■ WHAT YOU HAVE TO DO ■
Print all entries word for word.

■ Entries from a point annotation set ■

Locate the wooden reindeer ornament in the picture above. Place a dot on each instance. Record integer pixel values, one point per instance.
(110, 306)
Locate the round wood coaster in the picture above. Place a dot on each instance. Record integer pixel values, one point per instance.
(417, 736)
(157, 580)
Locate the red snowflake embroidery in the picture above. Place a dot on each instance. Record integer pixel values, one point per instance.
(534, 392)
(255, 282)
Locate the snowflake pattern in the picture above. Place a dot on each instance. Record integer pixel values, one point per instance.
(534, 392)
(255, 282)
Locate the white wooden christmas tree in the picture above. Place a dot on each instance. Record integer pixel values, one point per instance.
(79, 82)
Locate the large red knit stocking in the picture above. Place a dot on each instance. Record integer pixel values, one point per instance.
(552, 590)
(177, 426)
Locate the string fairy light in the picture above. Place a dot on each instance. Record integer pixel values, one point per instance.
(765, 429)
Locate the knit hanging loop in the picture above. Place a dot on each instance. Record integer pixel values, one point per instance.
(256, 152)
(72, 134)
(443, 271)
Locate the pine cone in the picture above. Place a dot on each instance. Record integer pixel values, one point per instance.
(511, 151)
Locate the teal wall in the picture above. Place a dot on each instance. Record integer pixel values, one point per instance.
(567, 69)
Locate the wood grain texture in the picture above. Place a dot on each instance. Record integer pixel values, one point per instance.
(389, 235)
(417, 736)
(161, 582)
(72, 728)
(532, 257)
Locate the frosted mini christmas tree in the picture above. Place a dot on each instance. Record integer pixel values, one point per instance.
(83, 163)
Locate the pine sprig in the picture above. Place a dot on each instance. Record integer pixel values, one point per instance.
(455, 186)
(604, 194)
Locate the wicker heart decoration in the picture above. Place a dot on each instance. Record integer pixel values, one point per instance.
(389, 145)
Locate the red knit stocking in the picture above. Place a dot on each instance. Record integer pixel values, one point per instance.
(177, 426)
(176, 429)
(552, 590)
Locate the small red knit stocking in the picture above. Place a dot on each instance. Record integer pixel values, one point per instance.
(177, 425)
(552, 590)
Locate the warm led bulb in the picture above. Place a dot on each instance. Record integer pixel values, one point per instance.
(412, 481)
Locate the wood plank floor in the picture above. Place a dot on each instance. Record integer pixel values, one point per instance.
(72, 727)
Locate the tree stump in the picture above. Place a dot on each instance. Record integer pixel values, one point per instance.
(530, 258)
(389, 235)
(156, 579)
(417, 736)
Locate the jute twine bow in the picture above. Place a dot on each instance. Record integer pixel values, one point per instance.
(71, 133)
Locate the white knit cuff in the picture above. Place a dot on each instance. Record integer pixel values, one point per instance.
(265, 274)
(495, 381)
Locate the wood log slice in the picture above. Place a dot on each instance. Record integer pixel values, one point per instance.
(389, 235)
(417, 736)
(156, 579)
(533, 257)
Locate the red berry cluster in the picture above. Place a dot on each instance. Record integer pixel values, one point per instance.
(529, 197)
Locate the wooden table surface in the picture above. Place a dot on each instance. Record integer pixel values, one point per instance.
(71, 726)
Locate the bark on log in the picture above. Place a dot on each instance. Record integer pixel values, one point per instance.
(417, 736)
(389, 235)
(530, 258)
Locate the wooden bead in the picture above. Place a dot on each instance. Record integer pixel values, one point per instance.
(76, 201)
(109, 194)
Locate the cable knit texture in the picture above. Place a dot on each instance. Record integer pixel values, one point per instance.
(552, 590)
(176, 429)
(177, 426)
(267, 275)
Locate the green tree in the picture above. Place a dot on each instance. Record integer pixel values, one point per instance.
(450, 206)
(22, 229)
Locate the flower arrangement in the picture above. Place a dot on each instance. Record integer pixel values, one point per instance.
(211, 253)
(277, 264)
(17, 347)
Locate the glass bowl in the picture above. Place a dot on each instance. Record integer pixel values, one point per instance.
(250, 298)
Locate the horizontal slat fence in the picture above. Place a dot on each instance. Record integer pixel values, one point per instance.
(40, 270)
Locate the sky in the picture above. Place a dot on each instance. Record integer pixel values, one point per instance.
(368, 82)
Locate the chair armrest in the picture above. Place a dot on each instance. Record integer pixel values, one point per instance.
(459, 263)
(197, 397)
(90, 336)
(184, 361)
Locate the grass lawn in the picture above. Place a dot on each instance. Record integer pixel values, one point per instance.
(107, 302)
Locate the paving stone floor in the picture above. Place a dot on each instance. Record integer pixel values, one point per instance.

■ RESPONSE TO THE EXERCISE ■
Locate the wooden reindeer ornament in the picture above. Place a dot on each instance. Record integer pixel values, one point per instance.
(110, 306)
Locate the round wood coaster in the picture above. Place a dot on each instance. Record integer pixel values, one point per instance.
(417, 736)
(157, 580)
Locate the red snowflake embroidery in the picture above. Place a dot on each instance. Record integer pixel values, one point per instance.
(534, 392)
(255, 282)
Locate the snowflake pattern in the picture above. Place a dot on each instance. Record integer pixel values, one point per instance.
(534, 392)
(255, 282)
Locate the white wooden christmas tree in the picture above. Place a dot on each instance. Record integer pixel values, one point per instance.
(79, 82)
Locate the large red knit stocking in the picture above. Place a dot on each instance. Record integer pixel values, one point per instance.
(552, 590)
(177, 426)
Locate the string fairy light in the picture above. Place a dot on each instance. Record integer pixel values, one point per instance.
(765, 429)
Locate the knit hanging loop in the picture above. Place a dot on each instance. Record integer pixel values, one point per instance.
(256, 152)
(72, 134)
(443, 271)
Locate the pine cone in the picture above. Place a dot on each instance. Record integer pixel values, one point per instance.
(511, 151)
Locate the teal wall in the picture above. Place a dot on each instance. Record integer pixel values, one point per instance.
(567, 69)
Locate the wood grain texture in the picture above. Place a dot on each instance. Record integer pixel values, one point per instance.
(389, 235)
(417, 736)
(161, 582)
(72, 728)
(532, 257)
Locate the frosted mini christmas tree in the picture above. Place a dot on each instance. Record integer pixel values, one point per instance.
(83, 163)
Locate the pine sprig in the picture above. Place a dot on each instance. Record integer pixel values, one point per instance.
(455, 186)
(604, 194)
Locate the wicker heart decoration in the picture above. Place a dot on each instance. Record integer pixel values, one point per instance.
(389, 145)
Locate the red knit stocking in the picture above. Place a dot on each instance. Record integer pixel values, one point per instance.
(177, 426)
(176, 429)
(552, 590)
Locate the small red knit stocking in the picture above. Place a dot on each instance. Record integer pixel values, one point per instance.
(177, 425)
(552, 590)
Locate the warm led bulb in the picture above. Place a dot on each instance. Record integer pixel values, one point per instance.
(412, 481)
Locate the wood plank floor in the picture above. Place a dot on each instance. Record integer pixel values, one point per instance.
(72, 727)
Locate the tree stump in the picture above. Place a dot on each instance. Record integer pixel values, one point per instance.
(530, 258)
(389, 235)
(156, 579)
(417, 736)
Locate the jute twine bow in the picture above. Place a dot on each instance. Record integer pixel values, one point per instance.
(71, 133)
Locate the white knit cuff in the picture above. Place a dot on each instance. Record integer pixel values, one point per instance.
(265, 274)
(495, 381)
Locate the wood log slice in the picture above. Place a dot on each instance. Record integer pixel values, one point per instance.
(389, 235)
(417, 736)
(156, 579)
(533, 257)
Locate the red berry cluster in the picture above. Place a dot on each instance. Record integer pixel values, one point per instance.
(529, 197)
Locate the wooden table surface in the picture above. Place a dot on each instance. Record integer pixel values, one point per instance.
(71, 726)
Locate the bark on log in the picture above. Place a dot on each instance. Record integer pixel values, one point per instance.
(417, 736)
(389, 235)
(530, 258)
Locate the wooden bead in the picture above. Place a dot on each instance. Record integer pixel values, one point per instance.
(76, 201)
(109, 194)
Locate the cable knit texture in the picture above. Place a dot on each instance. Record integer pixel values, one point per instance.
(552, 590)
(176, 429)
(177, 426)
(267, 275)
Locate the green tree in the picture above. Place a dot on each instance. Record integer pixel values, one point per instance.
(450, 206)
(22, 229)
Locate the flower arrangement in the picture above. Place a dot on each instance. Record integer pixel values, one point per instance.
(211, 253)
(277, 264)
(17, 347)
Locate the glass bowl in the picture above. Place a dot on each instance. Record integer pixel values, one point per instance.
(250, 298)
Locate the horizontal slat fence in the picture above. Place a dot on each instance. Record integer pixel values, one point per instance.
(40, 270)
Locate the sky in the picture above. Place a dot on each instance. Record integer pixel values, one point per instance.
(368, 82)
Locate the chair armrest in the picture above. Place a dot on each instance. Record integer pixel values, one point per instance.
(459, 263)
(197, 397)
(90, 336)
(184, 361)
Locate the grass lawn in the picture above. Place a dot on each instance. Record integer pixel values, one point per instance.
(107, 302)
Locate the paving stone floor in the picture above. Place a dot on each instance. Record integer pixel values, one point per instance.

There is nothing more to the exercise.